#### [Job]
Extract every line in the records that contains the string "mirror" and copy each one unchanged. Treat the match as case-sensitive.

Begin Record list

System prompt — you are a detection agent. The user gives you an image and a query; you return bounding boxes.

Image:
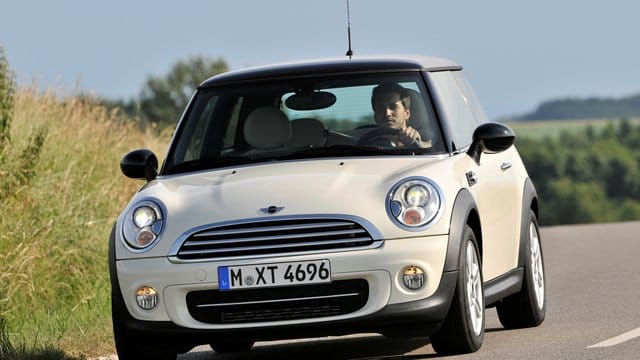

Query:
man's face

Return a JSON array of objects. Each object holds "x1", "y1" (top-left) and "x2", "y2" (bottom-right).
[{"x1": 373, "y1": 93, "x2": 410, "y2": 129}]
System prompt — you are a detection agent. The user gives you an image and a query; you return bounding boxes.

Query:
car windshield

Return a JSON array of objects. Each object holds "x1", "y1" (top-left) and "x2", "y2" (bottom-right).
[{"x1": 163, "y1": 72, "x2": 444, "y2": 174}]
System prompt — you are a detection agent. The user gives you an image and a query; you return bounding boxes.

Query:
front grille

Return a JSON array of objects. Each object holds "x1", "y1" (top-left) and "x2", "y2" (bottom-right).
[
  {"x1": 187, "y1": 279, "x2": 369, "y2": 324},
  {"x1": 176, "y1": 219, "x2": 374, "y2": 260}
]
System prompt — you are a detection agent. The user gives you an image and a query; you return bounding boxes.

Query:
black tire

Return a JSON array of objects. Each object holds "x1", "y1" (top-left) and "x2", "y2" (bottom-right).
[
  {"x1": 496, "y1": 211, "x2": 547, "y2": 329},
  {"x1": 111, "y1": 299, "x2": 178, "y2": 360},
  {"x1": 209, "y1": 340, "x2": 254, "y2": 354},
  {"x1": 430, "y1": 225, "x2": 485, "y2": 355}
]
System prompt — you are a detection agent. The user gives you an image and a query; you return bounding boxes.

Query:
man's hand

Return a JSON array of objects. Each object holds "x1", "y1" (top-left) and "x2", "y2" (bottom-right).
[{"x1": 397, "y1": 126, "x2": 431, "y2": 148}]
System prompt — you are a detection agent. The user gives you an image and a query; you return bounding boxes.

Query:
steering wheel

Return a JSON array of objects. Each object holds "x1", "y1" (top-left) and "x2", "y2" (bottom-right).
[{"x1": 356, "y1": 128, "x2": 401, "y2": 147}]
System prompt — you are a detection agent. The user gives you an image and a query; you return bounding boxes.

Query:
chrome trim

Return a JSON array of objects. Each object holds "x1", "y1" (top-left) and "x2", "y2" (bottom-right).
[
  {"x1": 194, "y1": 218, "x2": 352, "y2": 237},
  {"x1": 196, "y1": 293, "x2": 361, "y2": 308},
  {"x1": 181, "y1": 237, "x2": 369, "y2": 260},
  {"x1": 385, "y1": 176, "x2": 445, "y2": 232},
  {"x1": 167, "y1": 214, "x2": 384, "y2": 264},
  {"x1": 182, "y1": 227, "x2": 366, "y2": 246}
]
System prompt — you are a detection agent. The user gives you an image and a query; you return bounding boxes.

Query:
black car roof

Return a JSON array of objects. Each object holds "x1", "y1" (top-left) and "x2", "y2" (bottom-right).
[{"x1": 200, "y1": 55, "x2": 462, "y2": 87}]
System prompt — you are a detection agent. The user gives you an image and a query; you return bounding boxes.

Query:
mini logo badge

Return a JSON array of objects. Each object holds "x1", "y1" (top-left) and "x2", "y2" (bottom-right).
[{"x1": 260, "y1": 205, "x2": 284, "y2": 214}]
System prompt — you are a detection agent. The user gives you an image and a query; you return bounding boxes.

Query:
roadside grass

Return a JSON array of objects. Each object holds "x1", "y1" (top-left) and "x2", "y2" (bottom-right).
[
  {"x1": 505, "y1": 117, "x2": 640, "y2": 140},
  {"x1": 0, "y1": 89, "x2": 167, "y2": 359}
]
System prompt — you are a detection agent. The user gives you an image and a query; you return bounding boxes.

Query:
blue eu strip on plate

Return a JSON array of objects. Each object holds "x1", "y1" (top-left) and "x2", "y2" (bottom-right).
[{"x1": 218, "y1": 266, "x2": 229, "y2": 290}]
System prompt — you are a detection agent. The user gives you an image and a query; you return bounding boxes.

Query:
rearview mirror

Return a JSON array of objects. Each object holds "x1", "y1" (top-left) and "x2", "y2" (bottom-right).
[
  {"x1": 120, "y1": 149, "x2": 158, "y2": 181},
  {"x1": 467, "y1": 122, "x2": 516, "y2": 165}
]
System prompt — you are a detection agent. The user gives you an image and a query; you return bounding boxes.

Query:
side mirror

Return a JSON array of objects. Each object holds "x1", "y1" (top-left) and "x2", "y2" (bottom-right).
[
  {"x1": 467, "y1": 123, "x2": 516, "y2": 165},
  {"x1": 120, "y1": 149, "x2": 158, "y2": 181}
]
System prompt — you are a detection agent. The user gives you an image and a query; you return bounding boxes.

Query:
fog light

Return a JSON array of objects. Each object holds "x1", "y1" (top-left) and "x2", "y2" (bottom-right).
[
  {"x1": 136, "y1": 286, "x2": 158, "y2": 310},
  {"x1": 137, "y1": 229, "x2": 156, "y2": 247},
  {"x1": 402, "y1": 265, "x2": 426, "y2": 290}
]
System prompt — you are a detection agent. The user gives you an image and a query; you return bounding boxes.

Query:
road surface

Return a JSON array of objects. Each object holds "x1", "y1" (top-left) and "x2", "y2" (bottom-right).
[{"x1": 168, "y1": 222, "x2": 640, "y2": 360}]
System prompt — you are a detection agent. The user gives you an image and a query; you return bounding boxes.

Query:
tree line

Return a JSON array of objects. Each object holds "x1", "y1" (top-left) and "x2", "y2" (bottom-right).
[
  {"x1": 517, "y1": 94, "x2": 640, "y2": 120},
  {"x1": 516, "y1": 119, "x2": 640, "y2": 225}
]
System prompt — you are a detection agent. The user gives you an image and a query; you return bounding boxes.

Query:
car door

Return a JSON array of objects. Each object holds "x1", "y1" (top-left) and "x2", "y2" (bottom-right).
[
  {"x1": 467, "y1": 148, "x2": 519, "y2": 281},
  {"x1": 427, "y1": 71, "x2": 519, "y2": 281}
]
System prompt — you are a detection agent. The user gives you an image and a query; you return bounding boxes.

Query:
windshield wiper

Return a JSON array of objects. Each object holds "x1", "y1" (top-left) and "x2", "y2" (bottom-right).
[
  {"x1": 165, "y1": 156, "x2": 259, "y2": 174},
  {"x1": 285, "y1": 145, "x2": 416, "y2": 158}
]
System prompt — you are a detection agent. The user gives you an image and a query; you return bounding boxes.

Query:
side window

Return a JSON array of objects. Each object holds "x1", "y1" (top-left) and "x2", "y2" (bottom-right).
[
  {"x1": 451, "y1": 71, "x2": 489, "y2": 124},
  {"x1": 428, "y1": 71, "x2": 480, "y2": 149}
]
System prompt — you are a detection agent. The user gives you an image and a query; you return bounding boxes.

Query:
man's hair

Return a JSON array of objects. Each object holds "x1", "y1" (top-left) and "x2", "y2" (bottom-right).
[{"x1": 371, "y1": 81, "x2": 411, "y2": 109}]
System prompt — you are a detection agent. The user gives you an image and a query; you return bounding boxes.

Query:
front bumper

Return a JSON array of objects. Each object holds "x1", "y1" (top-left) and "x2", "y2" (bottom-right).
[
  {"x1": 112, "y1": 271, "x2": 458, "y2": 347},
  {"x1": 111, "y1": 235, "x2": 457, "y2": 345}
]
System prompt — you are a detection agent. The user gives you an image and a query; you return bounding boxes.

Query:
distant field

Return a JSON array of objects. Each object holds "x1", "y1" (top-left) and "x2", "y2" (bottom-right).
[{"x1": 505, "y1": 117, "x2": 640, "y2": 139}]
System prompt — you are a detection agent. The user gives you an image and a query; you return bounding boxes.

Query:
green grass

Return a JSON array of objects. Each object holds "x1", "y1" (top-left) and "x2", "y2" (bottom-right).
[
  {"x1": 505, "y1": 118, "x2": 640, "y2": 140},
  {"x1": 0, "y1": 89, "x2": 166, "y2": 359}
]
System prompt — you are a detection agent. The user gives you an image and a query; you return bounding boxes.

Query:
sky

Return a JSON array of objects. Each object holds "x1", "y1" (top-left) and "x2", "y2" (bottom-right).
[{"x1": 0, "y1": 0, "x2": 640, "y2": 119}]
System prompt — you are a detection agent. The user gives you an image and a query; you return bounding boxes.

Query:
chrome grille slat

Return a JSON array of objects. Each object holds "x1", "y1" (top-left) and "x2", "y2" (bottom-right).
[
  {"x1": 184, "y1": 229, "x2": 365, "y2": 246},
  {"x1": 180, "y1": 238, "x2": 369, "y2": 255},
  {"x1": 194, "y1": 221, "x2": 352, "y2": 238},
  {"x1": 175, "y1": 218, "x2": 375, "y2": 261}
]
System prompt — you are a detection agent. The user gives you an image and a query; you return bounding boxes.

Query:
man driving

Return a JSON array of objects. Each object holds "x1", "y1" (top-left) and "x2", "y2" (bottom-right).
[{"x1": 371, "y1": 82, "x2": 431, "y2": 148}]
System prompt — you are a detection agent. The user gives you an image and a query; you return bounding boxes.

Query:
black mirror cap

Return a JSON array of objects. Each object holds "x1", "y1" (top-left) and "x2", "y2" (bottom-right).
[
  {"x1": 120, "y1": 149, "x2": 158, "y2": 181},
  {"x1": 467, "y1": 122, "x2": 516, "y2": 164}
]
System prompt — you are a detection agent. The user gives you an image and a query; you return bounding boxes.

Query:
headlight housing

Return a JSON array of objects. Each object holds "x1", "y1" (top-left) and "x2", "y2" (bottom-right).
[
  {"x1": 387, "y1": 177, "x2": 444, "y2": 231},
  {"x1": 122, "y1": 200, "x2": 164, "y2": 252}
]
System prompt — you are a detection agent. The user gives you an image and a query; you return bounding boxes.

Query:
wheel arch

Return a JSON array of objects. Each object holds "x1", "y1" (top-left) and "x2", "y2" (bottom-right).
[
  {"x1": 518, "y1": 178, "x2": 540, "y2": 267},
  {"x1": 444, "y1": 189, "x2": 482, "y2": 271}
]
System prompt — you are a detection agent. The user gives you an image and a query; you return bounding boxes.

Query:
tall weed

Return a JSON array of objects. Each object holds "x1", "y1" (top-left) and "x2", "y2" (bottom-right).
[{"x1": 0, "y1": 67, "x2": 164, "y2": 356}]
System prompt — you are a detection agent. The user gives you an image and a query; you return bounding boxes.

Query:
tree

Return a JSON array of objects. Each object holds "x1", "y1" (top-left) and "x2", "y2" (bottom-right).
[{"x1": 136, "y1": 56, "x2": 229, "y2": 127}]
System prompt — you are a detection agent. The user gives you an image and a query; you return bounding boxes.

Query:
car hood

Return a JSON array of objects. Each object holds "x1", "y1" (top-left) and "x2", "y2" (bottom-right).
[{"x1": 119, "y1": 156, "x2": 459, "y2": 256}]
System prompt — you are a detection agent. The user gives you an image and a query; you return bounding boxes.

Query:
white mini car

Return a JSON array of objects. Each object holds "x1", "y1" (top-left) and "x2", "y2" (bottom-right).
[{"x1": 109, "y1": 57, "x2": 546, "y2": 359}]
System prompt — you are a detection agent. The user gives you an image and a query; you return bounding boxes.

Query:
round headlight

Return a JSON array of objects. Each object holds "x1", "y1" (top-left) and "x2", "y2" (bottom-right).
[
  {"x1": 387, "y1": 177, "x2": 444, "y2": 231},
  {"x1": 133, "y1": 206, "x2": 157, "y2": 229},
  {"x1": 404, "y1": 184, "x2": 429, "y2": 206},
  {"x1": 122, "y1": 200, "x2": 163, "y2": 252}
]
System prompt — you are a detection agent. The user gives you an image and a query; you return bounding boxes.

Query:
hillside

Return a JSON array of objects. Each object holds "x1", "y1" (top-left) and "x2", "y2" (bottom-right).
[
  {"x1": 0, "y1": 89, "x2": 165, "y2": 359},
  {"x1": 515, "y1": 94, "x2": 640, "y2": 120}
]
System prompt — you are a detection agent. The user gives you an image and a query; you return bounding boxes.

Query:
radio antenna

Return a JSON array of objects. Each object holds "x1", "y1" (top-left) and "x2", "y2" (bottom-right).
[{"x1": 345, "y1": 0, "x2": 353, "y2": 60}]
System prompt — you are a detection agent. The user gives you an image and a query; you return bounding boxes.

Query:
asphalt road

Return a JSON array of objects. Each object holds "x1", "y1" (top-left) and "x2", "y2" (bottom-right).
[{"x1": 178, "y1": 222, "x2": 640, "y2": 360}]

End Record list

#### [Response to this exercise]
rearview mirror
side mirror
black mirror cap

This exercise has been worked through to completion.